A couple of weeks ago Canada released the COVID Alert app to the general public. The app is intended to help tracing efforts in the province to curb the spread of COVID-19. Understandably, there are some questions regarding its privacy and security implications. Although I focus here on the Canadian version of the app, the underlying architecture is used by a lot of other public health authorities all over the world. You can find the full list of countries here.
The first important thing about COVID Alert is that although the app itself is being branded and released by Health Canada (and other public health authorities) much of the core technology is provided by Apple and Google for iOS and Android respectively.
Earlier this year, Apple and Google, in a joint effort, released a framework called the Exposure Notification System (ENS) designed specifically for building COVID tracing apps. The framework provides a set of tools for developers on both platforms and is intended to be used by public health authorities all over the world. It has been created with the explicit goal of preserving user privacy by design in an effort to encourage broader adoption. More on that here.
As of now, the system is 100% opt-in. You don’t have to download the apps if you don’t feel comfortable. Nor would you be forced to opt-in at a later stage. However, the success of the program does depend on having a certain percentage of the population signed up.
The mechanism itself is fairly straightforward and uses a decentralized approach. Let’s say we are living in an ideal scenario where a majority of people have the app on their phone. Once you install it, it runs in the background and sends out randomized “codes” every 10–15 minutes via Bluetooth.
These codes are essentially just gibberish and not tied to you in any way. Over the course of the day, you would generate dozens of these codes. For simplicity, let’s say that your code never changes and is fixed to something ridiculously simple like
Phones that are near you, within a distance of 10m, and also have the app installed, are listening for these codes. If you’re hanging out with a friend, or at a busy supermarket, your phone will be exchanging codes with those around you. Your phone will store the codes that it “came in contact with”. And likewise, all the phones around will you store your code. At this point, all data is decentralized, meaning that the information is stored purely on phones and not on a server somewhere.

Region pointing listing

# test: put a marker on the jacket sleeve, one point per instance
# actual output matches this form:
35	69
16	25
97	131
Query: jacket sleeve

- **REQUIRED TASKS**:
1. In the COVID Alert article, how often does the app send out its randomized codes?
2. Duplicate the passage of the COVID Alert article that begins at the words "Earlier this year, Apple" and stops after "on that here.".
3. Turn the paragraph of the COVID Alert article that opens with "As of now, the system" into a short bulleted list that keeps its main facts.

- **ANSWER LIST**:
1. Every 10–15 minutes, via Bluetooth.

2.
Earlier this year, Apple and Google, in a joint effort, released a framework called the Exposure Notification System (ENS) designed specifically for building COVID tracing apps. The framework provides a set of tools for developers on both platforms and is intended to be used by public health authorities all over the world. It has been created with the explicit goal of preserving user privacy by design in an effort to encourage broader adoption. More on that here.

3.
- The system is 100% opt-in.
- You don't have to download the apps.
- You won't be forced to opt in later.
- The program's success depends on a certain percentage of the population signing up.